:: Çıkarılan metin

Kıbrıs Türkleri, Rumlarla barış içinde yaşamak amacıyla, her iki toplumun siyasi eşitliğine dayanan iki taraflı, iki bölgeli bir federasyonun kurulmasını desteklemişlerdir. Ancak Rum tarafının Türk tarafı üzerinde üstünlük kurmaya çalışması birçok gayreti boşa çıkarmıştır. Rum tarafı karşılıklı kabul edilebilir çözüm için müzakereler yerine, propagandaya başvurarak uluslararası forumları kötüye kullanmayı tercih etmiştir. Rumların 1983 yılında, Kıbrıs Türkleri'nin adil bir şekilde seslerini duyuramayacakları BM Genel Kurulu'na başvuruları, müzakere sürecinin kesilmesine yol açmıştır. Aynı yıl Kuzey Kıbrıs Türk Cumhuriyeti (KKTC) kurulmuştur ve Kasım 1983'te bağımsızlığını ilan etmiştir. Bu dönemde toplumlararası görüşmeler yeniden başlamış ancak çözüm üretilmemiştir.
1997 AB Lüksemburg Zirvesi'nde alınan Güney Kıbrıs Rum Yönetimi (GKRY) ile üyelik müzakerelerinin başlatılması kararı nedeniyle kesintiye uğrayan Kıbrıs müzakere sürecinin yeniden canlandırılması girişimleri, 1999 yılının ikinci yarısında hızlanmıştır. Bu çerçevede, BM Genel Sekreteri Kofi Annan'ın 14 Kasım 1999 tarihli açıklamasında ifade ettiği üzere, "kapsamlı bir çözüme yönelik anlamlı müzakereler için zeminin hazırlanması amacıyla" 3 Aralık 1999-10 Kasım 2000 tarihleri arasında 5 tur halinde aracılı görüşmeler gerçekleştirilmişse de, beklenen amaca ulaşılamamıştır.
BM Genel Sekreteri'nin 12 Eylül 2000 tarihinde 4. turun açılışında yaptığı açıklama, çözüm sürecinin önünün açılması yolunda umut verici bir adım olmuştur çünkü bu açıklamada Ada'daki iki halkın bir diğerini temsil etmeyen siyasi eşit taraflar olduklarını teyid eden, tarafların eşit statüleriyle katılacakları görüşmeler aracılığıyla yeni bir ortaklığı öngören kapsamlı bir çözüme ulaşmaları gereğinin altı çizilmiştir. Ancak Rum tarafı olumsuz tepki göstererek, 11 Ekim 2000 tarihli Rum Meclisi kararıyla sözkonusu açıklamayı reddetmiştir.
Bu redden bir yıl kadar sonra BM Genel Sekreteri’nin daveti üzerine Rauf Denktaş, 28 Ağustos 2001'de Salzburg'da Annan'la bir araya gelmiş, Kıbrıs sorununa ilişkin görüş ve beklentileri, Ada'daki gerçekleri bir kez daha izah etmiş ve daha sonra BM belgesi olarak da yayınlattırılan, Türk tarafının çözüm anlayışını yansıtan parametreler belgesini vermiştir. Anılan görüşmeyi takiben Alvaro De Soto, Ada'da 30 Ağustos-5 Eylül 2001 tarihleri arasında iki tarafla temaslarda bulunmuştur.

::::
:: Gösterilen öğeler

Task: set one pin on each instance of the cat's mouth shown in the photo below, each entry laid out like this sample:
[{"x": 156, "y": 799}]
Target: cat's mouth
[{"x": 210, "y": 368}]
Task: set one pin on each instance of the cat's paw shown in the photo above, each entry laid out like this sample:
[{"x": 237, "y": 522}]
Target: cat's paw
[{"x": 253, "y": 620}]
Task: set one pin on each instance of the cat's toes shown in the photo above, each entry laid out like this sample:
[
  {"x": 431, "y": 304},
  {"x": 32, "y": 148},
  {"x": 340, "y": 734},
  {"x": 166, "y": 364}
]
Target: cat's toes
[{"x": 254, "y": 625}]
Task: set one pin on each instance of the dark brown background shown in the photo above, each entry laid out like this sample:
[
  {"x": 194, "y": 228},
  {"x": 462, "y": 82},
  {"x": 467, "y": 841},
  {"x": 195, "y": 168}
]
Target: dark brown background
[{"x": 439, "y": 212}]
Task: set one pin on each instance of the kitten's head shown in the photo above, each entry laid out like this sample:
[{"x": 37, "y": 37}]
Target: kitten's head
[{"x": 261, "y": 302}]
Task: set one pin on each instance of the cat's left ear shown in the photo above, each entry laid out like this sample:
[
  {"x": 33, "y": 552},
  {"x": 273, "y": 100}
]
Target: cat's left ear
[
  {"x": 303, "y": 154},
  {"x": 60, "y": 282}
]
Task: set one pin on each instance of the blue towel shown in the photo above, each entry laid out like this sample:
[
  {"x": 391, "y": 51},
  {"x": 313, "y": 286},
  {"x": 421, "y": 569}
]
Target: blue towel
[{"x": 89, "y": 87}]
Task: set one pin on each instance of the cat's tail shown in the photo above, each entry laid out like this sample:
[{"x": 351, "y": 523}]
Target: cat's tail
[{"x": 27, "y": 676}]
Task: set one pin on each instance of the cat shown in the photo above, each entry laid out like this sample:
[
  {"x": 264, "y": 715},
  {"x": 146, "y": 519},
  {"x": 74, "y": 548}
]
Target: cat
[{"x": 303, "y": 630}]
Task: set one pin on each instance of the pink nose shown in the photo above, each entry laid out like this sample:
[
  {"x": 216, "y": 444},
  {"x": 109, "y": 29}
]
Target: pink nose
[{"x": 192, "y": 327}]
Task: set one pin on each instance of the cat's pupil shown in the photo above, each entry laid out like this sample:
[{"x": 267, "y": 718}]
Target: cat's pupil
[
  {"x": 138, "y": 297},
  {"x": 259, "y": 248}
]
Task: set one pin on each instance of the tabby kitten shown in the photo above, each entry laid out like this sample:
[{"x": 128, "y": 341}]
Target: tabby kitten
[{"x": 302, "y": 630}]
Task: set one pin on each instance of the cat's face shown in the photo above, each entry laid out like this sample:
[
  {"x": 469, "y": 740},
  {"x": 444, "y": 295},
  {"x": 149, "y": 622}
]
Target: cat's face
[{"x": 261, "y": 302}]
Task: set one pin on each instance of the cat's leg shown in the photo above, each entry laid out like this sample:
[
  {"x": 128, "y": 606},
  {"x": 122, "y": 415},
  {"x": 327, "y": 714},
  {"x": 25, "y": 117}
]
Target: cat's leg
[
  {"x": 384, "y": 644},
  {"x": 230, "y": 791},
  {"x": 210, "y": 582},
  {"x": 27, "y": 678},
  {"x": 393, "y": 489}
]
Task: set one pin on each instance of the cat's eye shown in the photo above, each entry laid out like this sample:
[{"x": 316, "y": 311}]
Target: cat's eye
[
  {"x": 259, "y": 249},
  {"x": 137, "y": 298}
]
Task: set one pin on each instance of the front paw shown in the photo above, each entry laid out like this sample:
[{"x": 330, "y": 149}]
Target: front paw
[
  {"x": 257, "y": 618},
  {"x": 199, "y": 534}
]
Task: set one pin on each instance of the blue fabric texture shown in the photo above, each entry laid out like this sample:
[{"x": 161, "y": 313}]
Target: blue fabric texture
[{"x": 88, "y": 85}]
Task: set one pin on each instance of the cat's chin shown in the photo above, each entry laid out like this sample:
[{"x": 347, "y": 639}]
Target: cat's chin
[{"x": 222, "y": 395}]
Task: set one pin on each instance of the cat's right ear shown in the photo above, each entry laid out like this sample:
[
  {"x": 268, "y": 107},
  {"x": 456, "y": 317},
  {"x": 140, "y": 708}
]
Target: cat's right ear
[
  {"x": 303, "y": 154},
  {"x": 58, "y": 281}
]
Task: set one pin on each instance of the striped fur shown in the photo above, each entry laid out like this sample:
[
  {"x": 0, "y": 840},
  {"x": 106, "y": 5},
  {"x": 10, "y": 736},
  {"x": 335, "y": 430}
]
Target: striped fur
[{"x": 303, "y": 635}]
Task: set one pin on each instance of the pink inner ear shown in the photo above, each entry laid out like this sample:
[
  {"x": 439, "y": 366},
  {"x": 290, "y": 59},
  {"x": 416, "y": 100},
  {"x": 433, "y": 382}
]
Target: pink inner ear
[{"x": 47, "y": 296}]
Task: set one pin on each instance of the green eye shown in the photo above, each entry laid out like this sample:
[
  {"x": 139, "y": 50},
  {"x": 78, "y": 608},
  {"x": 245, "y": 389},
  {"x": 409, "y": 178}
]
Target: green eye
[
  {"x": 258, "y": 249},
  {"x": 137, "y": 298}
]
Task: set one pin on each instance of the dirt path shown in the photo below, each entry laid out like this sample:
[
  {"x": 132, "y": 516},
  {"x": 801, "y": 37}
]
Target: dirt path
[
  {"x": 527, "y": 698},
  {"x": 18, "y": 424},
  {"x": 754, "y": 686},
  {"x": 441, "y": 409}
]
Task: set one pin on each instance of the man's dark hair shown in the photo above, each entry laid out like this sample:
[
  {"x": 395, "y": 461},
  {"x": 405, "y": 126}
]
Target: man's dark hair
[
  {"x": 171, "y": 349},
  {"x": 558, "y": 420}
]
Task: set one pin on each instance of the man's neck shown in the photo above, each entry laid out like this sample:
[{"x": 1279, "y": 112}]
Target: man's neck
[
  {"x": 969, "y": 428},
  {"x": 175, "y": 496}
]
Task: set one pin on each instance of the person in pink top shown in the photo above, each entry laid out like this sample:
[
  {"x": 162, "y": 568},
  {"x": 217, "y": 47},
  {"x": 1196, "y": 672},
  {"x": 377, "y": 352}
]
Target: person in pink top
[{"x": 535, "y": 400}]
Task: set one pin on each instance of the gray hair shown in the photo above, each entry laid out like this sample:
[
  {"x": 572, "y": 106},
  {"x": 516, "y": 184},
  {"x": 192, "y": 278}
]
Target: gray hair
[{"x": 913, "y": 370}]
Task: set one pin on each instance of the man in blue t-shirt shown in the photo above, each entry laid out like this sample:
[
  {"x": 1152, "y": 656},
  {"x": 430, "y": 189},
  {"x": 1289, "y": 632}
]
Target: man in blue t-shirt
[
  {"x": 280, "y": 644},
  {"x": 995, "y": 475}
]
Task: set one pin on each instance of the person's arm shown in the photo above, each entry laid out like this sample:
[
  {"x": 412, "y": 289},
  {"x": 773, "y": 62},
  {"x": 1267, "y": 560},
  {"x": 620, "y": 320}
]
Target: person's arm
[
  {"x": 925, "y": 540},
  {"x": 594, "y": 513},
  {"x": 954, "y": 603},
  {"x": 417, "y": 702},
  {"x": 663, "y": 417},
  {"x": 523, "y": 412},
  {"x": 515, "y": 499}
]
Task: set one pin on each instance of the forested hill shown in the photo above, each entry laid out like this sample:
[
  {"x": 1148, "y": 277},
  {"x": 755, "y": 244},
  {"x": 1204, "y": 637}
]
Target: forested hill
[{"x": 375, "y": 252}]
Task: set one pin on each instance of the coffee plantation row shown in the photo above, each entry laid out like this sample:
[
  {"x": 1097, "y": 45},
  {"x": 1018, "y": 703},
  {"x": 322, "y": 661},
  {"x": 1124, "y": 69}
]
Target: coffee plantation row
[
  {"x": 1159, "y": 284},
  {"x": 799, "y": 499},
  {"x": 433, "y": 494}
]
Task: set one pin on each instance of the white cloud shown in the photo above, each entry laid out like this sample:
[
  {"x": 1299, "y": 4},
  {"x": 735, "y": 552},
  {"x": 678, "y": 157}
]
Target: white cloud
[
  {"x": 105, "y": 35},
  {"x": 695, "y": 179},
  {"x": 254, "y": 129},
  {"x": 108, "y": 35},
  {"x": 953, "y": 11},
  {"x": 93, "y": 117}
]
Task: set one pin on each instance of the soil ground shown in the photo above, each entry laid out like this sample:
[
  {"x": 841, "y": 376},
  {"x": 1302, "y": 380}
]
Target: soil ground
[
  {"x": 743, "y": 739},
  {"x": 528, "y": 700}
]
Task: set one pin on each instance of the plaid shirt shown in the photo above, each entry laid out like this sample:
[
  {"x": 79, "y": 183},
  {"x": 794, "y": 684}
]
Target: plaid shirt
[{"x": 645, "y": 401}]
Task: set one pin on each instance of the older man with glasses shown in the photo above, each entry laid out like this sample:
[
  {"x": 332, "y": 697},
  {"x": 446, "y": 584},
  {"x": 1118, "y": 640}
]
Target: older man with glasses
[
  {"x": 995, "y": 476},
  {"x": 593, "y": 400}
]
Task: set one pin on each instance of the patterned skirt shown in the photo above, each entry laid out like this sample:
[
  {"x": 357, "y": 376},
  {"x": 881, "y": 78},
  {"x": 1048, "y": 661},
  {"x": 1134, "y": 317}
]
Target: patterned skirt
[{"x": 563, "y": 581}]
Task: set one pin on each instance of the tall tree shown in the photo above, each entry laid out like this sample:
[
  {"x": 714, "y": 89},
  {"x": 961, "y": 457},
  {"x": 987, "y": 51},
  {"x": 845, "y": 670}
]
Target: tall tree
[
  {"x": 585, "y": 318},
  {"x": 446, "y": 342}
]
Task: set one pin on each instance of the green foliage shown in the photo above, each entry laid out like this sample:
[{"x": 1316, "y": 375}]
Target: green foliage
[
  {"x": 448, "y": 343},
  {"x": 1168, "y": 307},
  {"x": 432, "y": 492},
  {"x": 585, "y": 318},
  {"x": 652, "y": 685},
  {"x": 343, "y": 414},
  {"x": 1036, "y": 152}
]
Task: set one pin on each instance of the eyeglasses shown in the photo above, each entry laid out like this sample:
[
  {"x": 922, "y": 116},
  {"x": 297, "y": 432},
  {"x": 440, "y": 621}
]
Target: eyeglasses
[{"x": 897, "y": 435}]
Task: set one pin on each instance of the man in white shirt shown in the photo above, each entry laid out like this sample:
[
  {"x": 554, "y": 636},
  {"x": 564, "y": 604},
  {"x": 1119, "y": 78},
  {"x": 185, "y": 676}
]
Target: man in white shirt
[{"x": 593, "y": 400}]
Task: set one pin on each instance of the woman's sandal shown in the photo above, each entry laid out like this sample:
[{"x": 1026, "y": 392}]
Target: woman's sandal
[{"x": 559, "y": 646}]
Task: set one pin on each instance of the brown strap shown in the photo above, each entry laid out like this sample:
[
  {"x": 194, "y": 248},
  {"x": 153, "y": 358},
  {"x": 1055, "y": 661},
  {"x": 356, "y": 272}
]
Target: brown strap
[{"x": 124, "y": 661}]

::::

■ Yapılacak görevler
1: Kıbrıs müzakereleri metninden "BM Genel Sekreteri'nin" sözleriyle başlayıp "sözkonusu açıklamayı reddetmiştir." sözlerine kadar giden bölümü aynen tekrarlayın.
2: Kıbrıs müzakereleri metnine göre şu soruları yanıtlayın:
(a) KKTC bağımsızlığını hangi ay ve yılda ilan etmiştir?
(b) 3 Aralık 1999 ile 10 Kasım 2000 arasındaki aracılı görüşmeler kaç tur halinde yapılmıştır?
(c) Rauf Denktaş, Annan'la hangi tarihte ve hangi şehirde bir araya gelmiştir?
Öğeler başka bir kaynaktan alınmıştır.

■ Tam yanıtlar
1:
BM Genel Sekreteri'nin 12 Eylül 2000 tarihinde 4. turun açılışında yaptığı açıklama, çözüm sürecinin önünün açılması yolunda umut verici bir adım olmuştur çünkü bu açıklamada Ada'daki iki halkın bir diğerini temsil etmeyen siyasi eşit taraflar olduklarını teyid eden, tarafların eşit statüleriyle katılacakları görüşmeler aracılığıyla yeni bir ortaklığı öngören kapsamlı bir çözüme ulaşmaları gereğinin altı çizilmiştir. Ancak Rum tarafı olumsuz tepki göstererek, 11 Ekim 2000 tarihli Rum Meclisi kararıyla sözkonusu açıklamayı reddetmiştir.

2:
(a) Kasım 1983.
(b) 5 tur.
(c) 28 Ağustos 2001'de, Salzburg'da.